Task to complete: Please convert every line of the listing below into a JSON array of strings, one string per line, leaving out any blank lines.

Supplied data:

━━━

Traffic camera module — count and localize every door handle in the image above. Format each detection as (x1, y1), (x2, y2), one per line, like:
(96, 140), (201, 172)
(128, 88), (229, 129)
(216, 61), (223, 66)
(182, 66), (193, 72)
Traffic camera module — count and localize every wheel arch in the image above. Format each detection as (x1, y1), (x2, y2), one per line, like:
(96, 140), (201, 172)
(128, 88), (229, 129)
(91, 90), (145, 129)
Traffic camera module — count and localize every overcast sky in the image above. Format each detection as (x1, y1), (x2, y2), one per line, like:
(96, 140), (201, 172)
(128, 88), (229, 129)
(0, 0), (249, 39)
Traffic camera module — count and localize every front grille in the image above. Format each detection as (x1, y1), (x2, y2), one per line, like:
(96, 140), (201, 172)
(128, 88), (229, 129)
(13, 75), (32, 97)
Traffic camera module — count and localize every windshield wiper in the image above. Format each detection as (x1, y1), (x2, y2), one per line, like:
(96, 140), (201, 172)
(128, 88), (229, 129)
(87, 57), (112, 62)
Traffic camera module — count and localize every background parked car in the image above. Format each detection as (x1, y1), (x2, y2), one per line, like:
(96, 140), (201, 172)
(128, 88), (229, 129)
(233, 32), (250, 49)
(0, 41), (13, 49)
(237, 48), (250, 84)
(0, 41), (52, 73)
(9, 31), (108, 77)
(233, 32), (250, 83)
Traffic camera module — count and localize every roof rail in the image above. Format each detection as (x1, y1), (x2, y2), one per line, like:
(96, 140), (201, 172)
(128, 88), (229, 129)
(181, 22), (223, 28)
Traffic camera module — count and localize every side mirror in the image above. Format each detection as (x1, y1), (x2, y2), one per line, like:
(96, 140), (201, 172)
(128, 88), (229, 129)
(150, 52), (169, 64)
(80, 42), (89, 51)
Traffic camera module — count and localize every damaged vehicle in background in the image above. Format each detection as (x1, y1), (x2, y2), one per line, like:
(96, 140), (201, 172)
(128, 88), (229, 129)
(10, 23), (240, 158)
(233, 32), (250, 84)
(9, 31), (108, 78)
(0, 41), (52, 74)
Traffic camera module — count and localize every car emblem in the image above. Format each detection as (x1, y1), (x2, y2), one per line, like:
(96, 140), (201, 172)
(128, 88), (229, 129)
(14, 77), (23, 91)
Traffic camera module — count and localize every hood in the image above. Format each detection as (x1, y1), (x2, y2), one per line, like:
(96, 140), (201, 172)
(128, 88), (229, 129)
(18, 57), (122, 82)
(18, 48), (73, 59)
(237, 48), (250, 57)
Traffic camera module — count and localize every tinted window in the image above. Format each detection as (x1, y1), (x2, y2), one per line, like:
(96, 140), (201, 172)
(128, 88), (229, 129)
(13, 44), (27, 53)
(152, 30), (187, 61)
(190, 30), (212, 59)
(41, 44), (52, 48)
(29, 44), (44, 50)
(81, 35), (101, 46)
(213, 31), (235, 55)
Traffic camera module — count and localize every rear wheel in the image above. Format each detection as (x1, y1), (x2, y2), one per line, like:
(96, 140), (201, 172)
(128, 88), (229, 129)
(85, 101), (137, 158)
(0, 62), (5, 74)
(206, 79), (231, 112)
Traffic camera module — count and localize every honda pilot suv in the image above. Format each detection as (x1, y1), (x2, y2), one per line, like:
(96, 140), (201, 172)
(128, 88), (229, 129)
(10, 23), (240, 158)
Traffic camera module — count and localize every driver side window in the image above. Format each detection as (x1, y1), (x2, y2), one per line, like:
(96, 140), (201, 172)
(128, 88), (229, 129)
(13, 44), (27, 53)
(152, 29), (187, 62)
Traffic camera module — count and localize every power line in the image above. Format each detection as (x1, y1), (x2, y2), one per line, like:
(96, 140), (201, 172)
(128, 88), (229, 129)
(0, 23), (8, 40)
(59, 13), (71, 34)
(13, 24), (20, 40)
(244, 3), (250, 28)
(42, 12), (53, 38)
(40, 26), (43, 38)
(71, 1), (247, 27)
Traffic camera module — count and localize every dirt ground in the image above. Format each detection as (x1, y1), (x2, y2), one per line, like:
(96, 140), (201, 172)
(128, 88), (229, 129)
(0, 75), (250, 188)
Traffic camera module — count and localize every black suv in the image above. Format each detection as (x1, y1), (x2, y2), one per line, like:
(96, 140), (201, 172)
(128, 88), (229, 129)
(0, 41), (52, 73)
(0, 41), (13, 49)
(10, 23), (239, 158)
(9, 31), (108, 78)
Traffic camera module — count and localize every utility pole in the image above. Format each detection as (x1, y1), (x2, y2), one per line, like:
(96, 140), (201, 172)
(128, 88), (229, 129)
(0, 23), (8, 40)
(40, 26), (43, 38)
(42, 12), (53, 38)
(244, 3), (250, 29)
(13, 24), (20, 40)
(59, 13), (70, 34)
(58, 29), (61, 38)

━━━

Complete output:
[
  "Traffic camera module — count and localize every door handle in the image above. Format each detection as (x1, y1), (x2, y2), one per line, like:",
  "(96, 140), (201, 172)",
  "(128, 88), (229, 129)",
  "(216, 61), (223, 66)",
  "(182, 66), (193, 72)",
  "Traffic camera module — count and localize every wheel arch in the image above. Format each detection as (x1, y1), (x2, y2), one per line, like:",
  "(96, 140), (201, 172)",
  "(128, 88), (229, 129)",
  "(91, 90), (145, 129)",
  "Traffic camera module — count and localize every overcast sky in the image above. Format each detection as (x1, y1), (x2, y2), one per line, like:",
  "(96, 140), (201, 172)",
  "(128, 88), (229, 129)",
  "(0, 0), (249, 39)",
  "Traffic camera module — count and localize every front grille in the image above. Format each detection as (x1, y1), (x2, y2), one per line, like:",
  "(96, 140), (201, 172)",
  "(128, 88), (229, 129)",
  "(13, 75), (32, 97)",
  "Traffic camera module — count and localize every windshield wiper in the image above. Format each detection as (x1, y1), (x2, y2), one per line, like:",
  "(96, 140), (201, 172)",
  "(128, 88), (229, 129)",
  "(87, 57), (112, 62)",
  "Traffic camera module — count and localize every background parked car in the image above. Format each detection as (x1, y1), (x2, y2), one per line, like:",
  "(96, 140), (201, 172)",
  "(128, 88), (229, 129)",
  "(233, 32), (250, 49)",
  "(0, 41), (13, 49)",
  "(237, 48), (250, 84)",
  "(0, 41), (52, 73)",
  "(9, 31), (108, 77)",
  "(233, 32), (250, 83)",
  "Traffic camera module — count and localize every roof rail in the image above. Format each detection as (x1, y1), (x2, y2), one per line, like:",
  "(96, 140), (201, 172)",
  "(128, 88), (229, 129)",
  "(181, 22), (223, 28)",
  "Traffic camera module — count and localize every side mirror in the image above. Format each detection as (x1, y1), (x2, y2), one per line, like:",
  "(96, 140), (201, 172)",
  "(128, 88), (229, 129)",
  "(150, 52), (169, 64)",
  "(80, 42), (89, 51)",
  "Traffic camera module — count and localize every damaged vehicle in background in the image above. Format each detection as (x1, y1), (x2, y2), one per line, like:",
  "(96, 140), (201, 172)",
  "(128, 88), (229, 129)",
  "(10, 23), (240, 158)",
  "(233, 32), (250, 84)",
  "(9, 31), (108, 78)",
  "(0, 41), (52, 74)",
  "Traffic camera module — count and localize every car emblem in the image above. Format each detection as (x1, y1), (x2, y2), one per line, like:",
  "(96, 140), (201, 172)",
  "(128, 88), (229, 129)",
  "(14, 77), (23, 91)",
  "Traffic camera module — count and localize every hood in the image above. Format each detection as (x1, y1), (x2, y2), one per line, like:",
  "(96, 140), (201, 172)",
  "(128, 88), (229, 129)",
  "(18, 57), (122, 82)",
  "(18, 48), (73, 59)",
  "(237, 48), (250, 57)",
  "Traffic camera module — count and localize every tinted window in the image above. Format each detection as (x1, y1), (x2, y2), one per line, like:",
  "(96, 140), (201, 172)",
  "(128, 88), (229, 129)",
  "(13, 44), (27, 53)",
  "(152, 30), (187, 61)",
  "(190, 30), (212, 59)",
  "(41, 44), (52, 48)",
  "(29, 44), (44, 50)",
  "(81, 35), (101, 46)",
  "(213, 31), (235, 55)",
  "Traffic camera module — count and localize every rear wheel in the image above. Format each detection as (x1, y1), (x2, y2), one per line, like:",
  "(96, 140), (201, 172)",
  "(128, 88), (229, 129)",
  "(85, 101), (137, 158)",
  "(0, 62), (5, 74)",
  "(206, 79), (231, 112)",
  "Traffic camera module — count and localize every honda pilot suv in the image above. Format each detection as (x1, y1), (x2, y2), one per line, like:",
  "(96, 140), (201, 172)",
  "(128, 88), (229, 129)",
  "(10, 23), (240, 158)",
  "Traffic camera module — count and localize every driver side window in the image above. Format each detection as (x1, y1), (x2, y2), one per line, like:",
  "(96, 140), (201, 172)",
  "(128, 88), (229, 129)",
  "(13, 44), (27, 53)",
  "(152, 29), (187, 62)",
  "Traffic camera module — count and localize every power line in the image above. Format each detection as (x1, y1), (x2, y2), one per line, like:",
  "(96, 140), (201, 172)",
  "(128, 88), (229, 129)",
  "(0, 23), (8, 40)",
  "(59, 13), (71, 34)",
  "(13, 24), (20, 40)",
  "(244, 3), (250, 28)",
  "(42, 12), (53, 38)",
  "(40, 26), (43, 38)",
  "(71, 1), (247, 27)",
  "Traffic camera module — count and localize every dirt ground in the image above. Format each detection as (x1, y1), (x2, y2), one per line, like:",
  "(96, 140), (201, 172)",
  "(128, 88), (229, 129)",
  "(0, 75), (250, 188)",
  "Traffic camera module — count and localize every black suv in the image above. Format each detection as (x1, y1), (x2, y2), one per line, like:",
  "(96, 140), (201, 172)",
  "(128, 88), (229, 129)",
  "(0, 41), (52, 73)",
  "(0, 41), (13, 49)",
  "(10, 23), (239, 158)",
  "(9, 31), (108, 78)",
  "Traffic camera module — count and localize every utility pole in the image above. Format each detection as (x1, y1), (x2, y2), one per line, like:",
  "(96, 140), (201, 172)",
  "(128, 88), (229, 129)",
  "(0, 23), (8, 40)",
  "(40, 26), (43, 38)",
  "(42, 12), (53, 38)",
  "(244, 3), (250, 29)",
  "(13, 24), (20, 40)",
  "(59, 13), (70, 34)",
  "(58, 29), (61, 38)"
]